**REQUIREMENT**
Please retype all of the data below line for line, without changes, and leave the pictures out of your answer.

### ITEMS

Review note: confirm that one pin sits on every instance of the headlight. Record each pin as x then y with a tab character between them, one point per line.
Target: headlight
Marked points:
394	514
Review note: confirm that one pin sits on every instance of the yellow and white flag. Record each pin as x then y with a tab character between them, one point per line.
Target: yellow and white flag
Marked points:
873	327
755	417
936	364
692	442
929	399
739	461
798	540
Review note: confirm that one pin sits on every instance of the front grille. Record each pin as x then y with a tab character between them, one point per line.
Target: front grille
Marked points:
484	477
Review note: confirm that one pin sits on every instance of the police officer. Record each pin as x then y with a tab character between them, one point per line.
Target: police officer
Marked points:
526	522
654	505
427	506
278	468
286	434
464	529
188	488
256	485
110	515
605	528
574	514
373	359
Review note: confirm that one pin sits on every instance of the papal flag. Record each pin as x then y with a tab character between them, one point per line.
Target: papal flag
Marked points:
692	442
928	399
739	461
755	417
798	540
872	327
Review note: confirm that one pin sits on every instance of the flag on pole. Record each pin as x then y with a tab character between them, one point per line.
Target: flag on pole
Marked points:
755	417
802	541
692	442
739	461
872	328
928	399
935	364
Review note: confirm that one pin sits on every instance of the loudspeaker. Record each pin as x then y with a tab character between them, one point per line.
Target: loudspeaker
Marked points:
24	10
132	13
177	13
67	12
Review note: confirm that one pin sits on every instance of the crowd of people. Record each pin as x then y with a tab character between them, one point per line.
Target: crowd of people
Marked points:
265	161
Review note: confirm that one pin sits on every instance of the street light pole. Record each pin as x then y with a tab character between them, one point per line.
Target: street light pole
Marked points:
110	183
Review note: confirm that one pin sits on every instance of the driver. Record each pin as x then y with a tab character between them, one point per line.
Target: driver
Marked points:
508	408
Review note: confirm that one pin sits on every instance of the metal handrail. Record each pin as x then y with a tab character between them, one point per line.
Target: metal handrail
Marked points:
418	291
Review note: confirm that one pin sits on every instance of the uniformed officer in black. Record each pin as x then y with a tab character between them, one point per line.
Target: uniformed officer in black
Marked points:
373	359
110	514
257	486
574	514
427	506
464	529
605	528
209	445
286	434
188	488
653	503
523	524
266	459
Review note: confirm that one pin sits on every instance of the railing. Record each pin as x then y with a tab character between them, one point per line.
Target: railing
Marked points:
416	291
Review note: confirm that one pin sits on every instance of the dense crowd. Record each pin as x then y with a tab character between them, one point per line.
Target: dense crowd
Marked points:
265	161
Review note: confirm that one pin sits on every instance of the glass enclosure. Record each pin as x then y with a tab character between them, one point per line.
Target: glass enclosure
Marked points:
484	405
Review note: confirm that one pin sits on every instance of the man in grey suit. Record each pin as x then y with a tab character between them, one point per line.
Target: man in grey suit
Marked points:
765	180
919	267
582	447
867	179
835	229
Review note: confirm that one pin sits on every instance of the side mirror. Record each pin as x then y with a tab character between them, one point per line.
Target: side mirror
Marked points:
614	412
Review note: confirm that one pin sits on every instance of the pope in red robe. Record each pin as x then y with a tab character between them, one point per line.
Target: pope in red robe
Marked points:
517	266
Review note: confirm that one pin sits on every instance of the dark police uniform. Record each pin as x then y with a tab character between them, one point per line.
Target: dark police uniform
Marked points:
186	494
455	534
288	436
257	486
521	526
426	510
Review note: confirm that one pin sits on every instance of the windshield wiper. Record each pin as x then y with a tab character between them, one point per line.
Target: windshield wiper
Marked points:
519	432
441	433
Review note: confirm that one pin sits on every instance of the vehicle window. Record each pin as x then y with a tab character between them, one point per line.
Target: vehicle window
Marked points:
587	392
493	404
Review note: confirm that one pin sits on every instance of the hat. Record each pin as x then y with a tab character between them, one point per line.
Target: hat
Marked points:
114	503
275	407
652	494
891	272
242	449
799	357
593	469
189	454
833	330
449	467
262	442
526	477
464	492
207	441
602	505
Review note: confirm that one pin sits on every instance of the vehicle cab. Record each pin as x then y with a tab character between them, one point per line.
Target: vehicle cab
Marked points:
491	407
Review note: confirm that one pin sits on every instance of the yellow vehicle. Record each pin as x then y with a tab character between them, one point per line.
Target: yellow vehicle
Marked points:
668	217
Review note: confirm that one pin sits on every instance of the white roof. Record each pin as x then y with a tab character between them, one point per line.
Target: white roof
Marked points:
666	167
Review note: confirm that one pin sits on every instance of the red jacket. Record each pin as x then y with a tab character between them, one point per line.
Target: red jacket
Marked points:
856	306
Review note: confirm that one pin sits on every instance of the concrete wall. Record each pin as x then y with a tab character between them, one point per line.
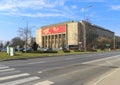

######

**REPLY**
Review note: confirm that one pin sits on every instance of the headlight. Record each pin as x then y with a tab character between them, one point per line.
Target: headlight
Marked points:
394	514
Review note: confirm that one pin sits on every instance of the yellow and white flag. Record each pin as x then y with a tab character between them, one point per line.
Target: yellow and white flag
Marked points:
873	327
755	417
936	364
692	442
929	399
739	461
798	540
Review note: confirm that one pin sits on every instance of the front grille. Record each pin as x then y with a tab character between them, one point per line.
Target: front grille
Marked points:
484	477
Review note: confirm that one pin sits on every instance of the police officer. Record each pin as x then y with a tab character between them, one point per line.
Target: police officer
Marked points:
526	522
654	505
427	506
278	468
286	434
464	529
188	488
256	485
110	515
605	528
574	514
373	359
Review note: confirm that one pin sits on every instance of the papal flag. Record each pin as x then y with a tab character between them, one point per line.
Target: papal flag
Marked points:
692	442
928	399
739	461
755	417
798	540
872	327
Review note: confirm that one pin sits on every instance of the flag on pole. Record each pin as x then y with a tab character between them, one point per line.
Target: flag on pole
Marked points:
755	417
802	541
692	442
739	461
872	328
928	399
935	364
Review note: confirm that one pin sits on every instance of the loudspeaker. Record each pin as x then y with a tab character between them, one point per line.
Target: loudspeaker
Marked points:
24	10
132	13
177	13
67	12
Review note: confirm that one pin sits on every instance of the crowd of people. Record each pin as x then y with a tab character between them, one point per line.
Target: crowd of people
Marked points:
265	161
Review note: confirm that one pin sits on every instance of the street light pole. Record each pin as x then y with a tab character between them, one point per line.
Target: street light pole
Marked points:
110	183
Review note: confirm that one pin sits on every instance of the driver. Record each pin as x then y with a tab character between them, one point per line.
Target: driver
Marked points:
508	408
Review note: confirm that one pin sits on every instance of the metal handrail. Record each pin as x then y with a tab character between them, one point per line.
Target: metal handrail
Marked points:
418	291
Review note: confirm that one pin sits on every instance of the uniformed officer in black. Record each pin as x then y with a tab character between them, one point per line.
Target: uniformed officer in black
Marked points:
373	359
110	514
257	486
574	514
427	506
464	529
605	528
209	445
286	434
188	488
653	503
523	524
266	459
Review note: confirm that one pin sits on every instance of the railing. Record each pin as x then y with a tab character between them, one point per line.
Target: railing
Marked points:
416	291
Review note: confirm that one pin sits on every instance of the dense crowd. Record each pin as x then y with a tab character between them, one point per line.
Target: dense crowd
Marked points:
265	161
Review note: confirm that one pin sits on every instance of the glass enclosure. Record each pin as x then y with a tab character between them, one point per line.
Target: glass enclosure
Marked points:
484	405
Review note: confirm that one pin sits on every instance of the man in grey suit. Record each pin as x then y with a tab character between them, one point per line.
Target: man in grey suit
Marked points:
765	180
919	267
582	447
867	179
835	229
Review note: confirm that one pin sits on every instance of the side mirror. Record each pin as x then y with a tab character between them, one point per line.
Target: side mirror
Marked points:
614	412
Review note: confirm that one pin sits on every instance of the pope in red robe. Record each pin as x then y with a tab character between them, one point per line.
Target: pope in red robe
Marked points:
517	266
Review note: confirm that one pin sits on every instance of the dark police uniform. Record each pin as x then y with a tab character between them, one point per line.
Target: dark police uniform
Marked points:
186	494
455	534
288	436
257	486
521	526
426	510
Review note: confirm that one pin sits on every instance of the windshield wiper. Record each pin as x then y with a tab character between them, one point per line.
Target: windshield wiper
Marked points:
519	432
441	433
Review note: confirm that one pin sits on every instance of the vehicle window. Record each pin as x then y with a tab character between them, one point per line.
Target: vehicle window
Marked points:
587	392
493	404
Review note: confirm that one pin sits on every instance of the hat. Record each pin as x then y with a tab character between them, one point per line.
Target: hat
Marked points:
114	503
275	407
652	494
891	272
242	449
799	357
593	469
189	454
833	330
449	467
262	442
526	477
464	492
207	441
602	505
Review note: confirm that one pin sits on every instance of the vehicle cab. Record each pin as x then y with a tab character between them, one point per line.
Target: vehicle cab
Marked points:
491	407
Review note: confirm that one pin sits on every instance of the yellow vehicle. Record each pin as x then y with a tab character between them, one point per line.
Target: yellow vehicle
Marked points:
668	217
Review note: confirm that one pin sits on every instance of the white roof. Record each pin as x then y with a tab character between them, one point per line.
Target: white roof
Marked points:
666	167
Review note: confirm that one pin sits on every instance of the red jacket. Record each pin as x then y with a tab character between them, one point per line.
Target: red jacket
Marked points:
856	306
Review note: confirm that one pin sits on every instance of the concrete wall. Record each pin as x then y with a tab character between them, one point per line.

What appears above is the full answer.